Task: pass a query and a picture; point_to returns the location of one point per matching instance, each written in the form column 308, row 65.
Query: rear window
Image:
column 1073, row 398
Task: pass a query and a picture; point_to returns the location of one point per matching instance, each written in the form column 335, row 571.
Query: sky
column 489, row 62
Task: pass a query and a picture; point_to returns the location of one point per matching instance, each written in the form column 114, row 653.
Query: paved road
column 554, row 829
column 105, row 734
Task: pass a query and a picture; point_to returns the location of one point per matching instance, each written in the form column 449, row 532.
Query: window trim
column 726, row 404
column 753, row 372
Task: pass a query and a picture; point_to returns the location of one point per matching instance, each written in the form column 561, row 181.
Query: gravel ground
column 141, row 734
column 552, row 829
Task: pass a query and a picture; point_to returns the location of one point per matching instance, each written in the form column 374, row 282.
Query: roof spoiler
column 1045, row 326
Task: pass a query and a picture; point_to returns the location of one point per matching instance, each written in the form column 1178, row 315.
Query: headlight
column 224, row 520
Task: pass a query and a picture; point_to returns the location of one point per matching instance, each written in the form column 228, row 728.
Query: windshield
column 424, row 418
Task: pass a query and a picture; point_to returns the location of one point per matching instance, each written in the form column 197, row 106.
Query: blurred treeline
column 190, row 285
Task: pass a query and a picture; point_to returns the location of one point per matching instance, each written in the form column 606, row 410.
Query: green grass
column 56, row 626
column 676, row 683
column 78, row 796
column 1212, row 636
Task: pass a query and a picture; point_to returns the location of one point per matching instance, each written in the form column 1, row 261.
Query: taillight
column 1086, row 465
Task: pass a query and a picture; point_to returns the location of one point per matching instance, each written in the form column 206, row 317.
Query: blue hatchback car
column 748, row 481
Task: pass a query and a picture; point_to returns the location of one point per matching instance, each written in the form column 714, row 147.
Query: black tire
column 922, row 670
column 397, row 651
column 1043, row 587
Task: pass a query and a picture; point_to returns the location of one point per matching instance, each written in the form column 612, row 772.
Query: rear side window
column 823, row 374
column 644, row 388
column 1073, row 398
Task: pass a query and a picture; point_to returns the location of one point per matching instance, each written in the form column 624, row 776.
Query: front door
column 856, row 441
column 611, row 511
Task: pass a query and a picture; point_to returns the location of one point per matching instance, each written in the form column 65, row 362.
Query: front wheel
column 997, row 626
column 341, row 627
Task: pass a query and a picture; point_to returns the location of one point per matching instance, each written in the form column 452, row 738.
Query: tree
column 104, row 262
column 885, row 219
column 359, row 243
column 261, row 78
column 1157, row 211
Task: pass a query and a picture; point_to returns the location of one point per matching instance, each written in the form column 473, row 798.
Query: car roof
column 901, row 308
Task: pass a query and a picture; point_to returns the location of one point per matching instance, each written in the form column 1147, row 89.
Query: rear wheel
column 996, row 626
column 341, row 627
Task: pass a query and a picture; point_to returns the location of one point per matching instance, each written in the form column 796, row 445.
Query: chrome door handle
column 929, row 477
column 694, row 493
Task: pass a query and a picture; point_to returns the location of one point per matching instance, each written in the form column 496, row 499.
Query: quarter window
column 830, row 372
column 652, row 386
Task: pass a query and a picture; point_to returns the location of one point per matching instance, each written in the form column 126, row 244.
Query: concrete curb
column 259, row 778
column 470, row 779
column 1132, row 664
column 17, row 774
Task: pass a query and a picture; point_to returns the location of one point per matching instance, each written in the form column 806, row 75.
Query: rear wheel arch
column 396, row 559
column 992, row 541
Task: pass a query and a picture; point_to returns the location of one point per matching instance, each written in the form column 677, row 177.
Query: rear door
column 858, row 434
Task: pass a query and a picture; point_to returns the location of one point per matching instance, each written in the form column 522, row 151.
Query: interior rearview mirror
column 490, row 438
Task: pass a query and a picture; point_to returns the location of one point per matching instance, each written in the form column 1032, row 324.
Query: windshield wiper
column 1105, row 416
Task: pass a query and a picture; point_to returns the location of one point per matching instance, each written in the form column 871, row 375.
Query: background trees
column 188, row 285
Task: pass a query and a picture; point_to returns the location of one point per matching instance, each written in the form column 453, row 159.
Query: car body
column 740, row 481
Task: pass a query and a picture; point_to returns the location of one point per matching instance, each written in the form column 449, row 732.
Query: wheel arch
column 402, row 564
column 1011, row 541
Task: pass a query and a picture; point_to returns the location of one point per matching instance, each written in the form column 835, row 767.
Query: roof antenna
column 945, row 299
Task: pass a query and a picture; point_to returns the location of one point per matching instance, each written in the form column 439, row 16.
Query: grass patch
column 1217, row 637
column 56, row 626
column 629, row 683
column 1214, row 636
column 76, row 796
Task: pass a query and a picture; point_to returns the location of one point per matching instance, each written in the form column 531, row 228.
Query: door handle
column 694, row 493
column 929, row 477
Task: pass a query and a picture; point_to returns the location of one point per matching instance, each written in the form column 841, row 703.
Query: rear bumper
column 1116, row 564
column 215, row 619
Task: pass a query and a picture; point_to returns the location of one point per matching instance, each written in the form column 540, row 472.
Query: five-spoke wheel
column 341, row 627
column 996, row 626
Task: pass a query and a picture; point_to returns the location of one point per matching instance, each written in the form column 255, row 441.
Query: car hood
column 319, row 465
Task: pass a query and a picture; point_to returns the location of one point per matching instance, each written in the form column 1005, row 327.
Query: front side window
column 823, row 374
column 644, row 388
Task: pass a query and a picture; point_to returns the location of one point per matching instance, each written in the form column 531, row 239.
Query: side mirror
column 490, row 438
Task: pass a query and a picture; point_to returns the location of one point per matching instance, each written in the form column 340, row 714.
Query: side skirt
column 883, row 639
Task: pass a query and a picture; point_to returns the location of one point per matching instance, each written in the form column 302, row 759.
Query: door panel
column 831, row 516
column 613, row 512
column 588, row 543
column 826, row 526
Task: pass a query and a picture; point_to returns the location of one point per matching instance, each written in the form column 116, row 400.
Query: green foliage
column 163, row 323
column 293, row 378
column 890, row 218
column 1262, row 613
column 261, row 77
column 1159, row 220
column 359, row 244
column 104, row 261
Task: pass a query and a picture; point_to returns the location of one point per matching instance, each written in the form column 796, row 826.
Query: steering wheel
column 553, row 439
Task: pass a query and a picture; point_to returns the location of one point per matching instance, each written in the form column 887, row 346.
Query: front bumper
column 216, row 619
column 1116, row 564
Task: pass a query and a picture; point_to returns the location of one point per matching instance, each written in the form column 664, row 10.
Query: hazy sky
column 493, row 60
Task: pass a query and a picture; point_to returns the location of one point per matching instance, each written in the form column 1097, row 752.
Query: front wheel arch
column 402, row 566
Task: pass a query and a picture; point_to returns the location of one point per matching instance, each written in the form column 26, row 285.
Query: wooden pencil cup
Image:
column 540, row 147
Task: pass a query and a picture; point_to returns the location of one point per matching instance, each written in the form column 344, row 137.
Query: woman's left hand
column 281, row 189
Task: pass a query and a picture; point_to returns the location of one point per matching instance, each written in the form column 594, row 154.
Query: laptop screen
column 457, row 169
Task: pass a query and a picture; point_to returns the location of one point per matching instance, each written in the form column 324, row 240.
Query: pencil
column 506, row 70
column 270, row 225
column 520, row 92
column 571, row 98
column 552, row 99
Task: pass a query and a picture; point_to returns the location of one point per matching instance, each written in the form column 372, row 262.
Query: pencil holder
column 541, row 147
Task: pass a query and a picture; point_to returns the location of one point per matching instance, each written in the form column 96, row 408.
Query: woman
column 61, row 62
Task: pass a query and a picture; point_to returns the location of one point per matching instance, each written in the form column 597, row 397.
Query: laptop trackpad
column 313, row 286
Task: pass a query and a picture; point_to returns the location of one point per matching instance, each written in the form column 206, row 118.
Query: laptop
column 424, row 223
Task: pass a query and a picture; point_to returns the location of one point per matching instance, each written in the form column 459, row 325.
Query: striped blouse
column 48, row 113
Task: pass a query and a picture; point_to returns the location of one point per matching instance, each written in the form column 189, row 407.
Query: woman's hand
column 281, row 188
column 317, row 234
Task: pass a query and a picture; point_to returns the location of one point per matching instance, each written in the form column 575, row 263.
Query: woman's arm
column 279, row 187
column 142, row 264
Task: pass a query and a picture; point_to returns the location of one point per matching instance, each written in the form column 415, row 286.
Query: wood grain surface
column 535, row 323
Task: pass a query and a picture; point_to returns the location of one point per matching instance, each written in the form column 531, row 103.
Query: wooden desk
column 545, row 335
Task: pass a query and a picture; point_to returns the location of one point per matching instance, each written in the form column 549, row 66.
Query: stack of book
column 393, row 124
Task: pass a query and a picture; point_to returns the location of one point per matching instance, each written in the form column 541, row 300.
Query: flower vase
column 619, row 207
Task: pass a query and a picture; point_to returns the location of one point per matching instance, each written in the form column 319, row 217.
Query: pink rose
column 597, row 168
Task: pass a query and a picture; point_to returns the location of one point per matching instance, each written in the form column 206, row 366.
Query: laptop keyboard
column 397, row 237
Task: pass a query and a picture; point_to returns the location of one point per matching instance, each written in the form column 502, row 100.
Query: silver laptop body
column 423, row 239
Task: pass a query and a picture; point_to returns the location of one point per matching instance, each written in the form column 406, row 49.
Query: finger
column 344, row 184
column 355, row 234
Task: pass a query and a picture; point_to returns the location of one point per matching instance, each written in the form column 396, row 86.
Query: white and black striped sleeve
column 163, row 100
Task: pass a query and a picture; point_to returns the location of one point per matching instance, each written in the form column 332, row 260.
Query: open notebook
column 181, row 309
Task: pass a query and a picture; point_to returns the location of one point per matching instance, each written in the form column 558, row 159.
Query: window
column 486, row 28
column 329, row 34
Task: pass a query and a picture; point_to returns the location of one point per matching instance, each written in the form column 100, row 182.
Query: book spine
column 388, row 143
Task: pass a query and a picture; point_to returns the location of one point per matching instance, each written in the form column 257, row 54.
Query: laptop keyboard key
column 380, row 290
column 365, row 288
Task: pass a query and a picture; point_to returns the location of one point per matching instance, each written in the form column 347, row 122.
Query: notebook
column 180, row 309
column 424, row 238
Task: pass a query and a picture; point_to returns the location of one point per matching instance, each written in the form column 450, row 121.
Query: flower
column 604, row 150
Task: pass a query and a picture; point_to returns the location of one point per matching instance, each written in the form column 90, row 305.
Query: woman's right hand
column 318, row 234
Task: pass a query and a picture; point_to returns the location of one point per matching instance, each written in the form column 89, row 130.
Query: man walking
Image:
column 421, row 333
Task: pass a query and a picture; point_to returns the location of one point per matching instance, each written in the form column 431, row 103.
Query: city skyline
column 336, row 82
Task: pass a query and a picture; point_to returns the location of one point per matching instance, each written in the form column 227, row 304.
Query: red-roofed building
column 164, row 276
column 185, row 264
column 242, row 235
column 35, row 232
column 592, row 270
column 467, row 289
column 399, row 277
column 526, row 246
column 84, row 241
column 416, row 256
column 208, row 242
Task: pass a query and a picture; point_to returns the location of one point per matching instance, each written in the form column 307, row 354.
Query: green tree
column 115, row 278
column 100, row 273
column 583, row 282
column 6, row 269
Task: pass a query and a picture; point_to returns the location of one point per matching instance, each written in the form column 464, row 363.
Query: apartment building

**PROBLEM TO SOLVE**
Find the line with "Query: side mirror" in the entries above. Retype it and each line after it, exactly, through the line with "887, row 346.", and stop there.

**WRITTEN SOLUTION**
Query: side mirror
column 490, row 438
Task: pass a query and a picture; point_to returns the location of one point per matching instance, each written in the form column 340, row 714.
Query: side skirt
column 883, row 639
Task: pass a query and a picture; point_to returns the location of one point per matching instance, each written in the form column 302, row 759.
Query: door panel
column 831, row 516
column 613, row 512
column 588, row 543
column 826, row 526
Task: pass a query and a picture; point_to returns the location of one point per matching instance, each written in the form column 116, row 400.
Query: green foliage
column 163, row 323
column 293, row 378
column 890, row 218
column 1262, row 613
column 261, row 77
column 1159, row 220
column 359, row 244
column 104, row 261
Task: pass a query and a picture; point_to returns the location of one point per matching instance, each written in the form column 796, row 826.
Query: steering wheel
column 553, row 439
Task: pass a query and a picture; point_to returns the location of one point per matching instance, each written in the form column 887, row 346.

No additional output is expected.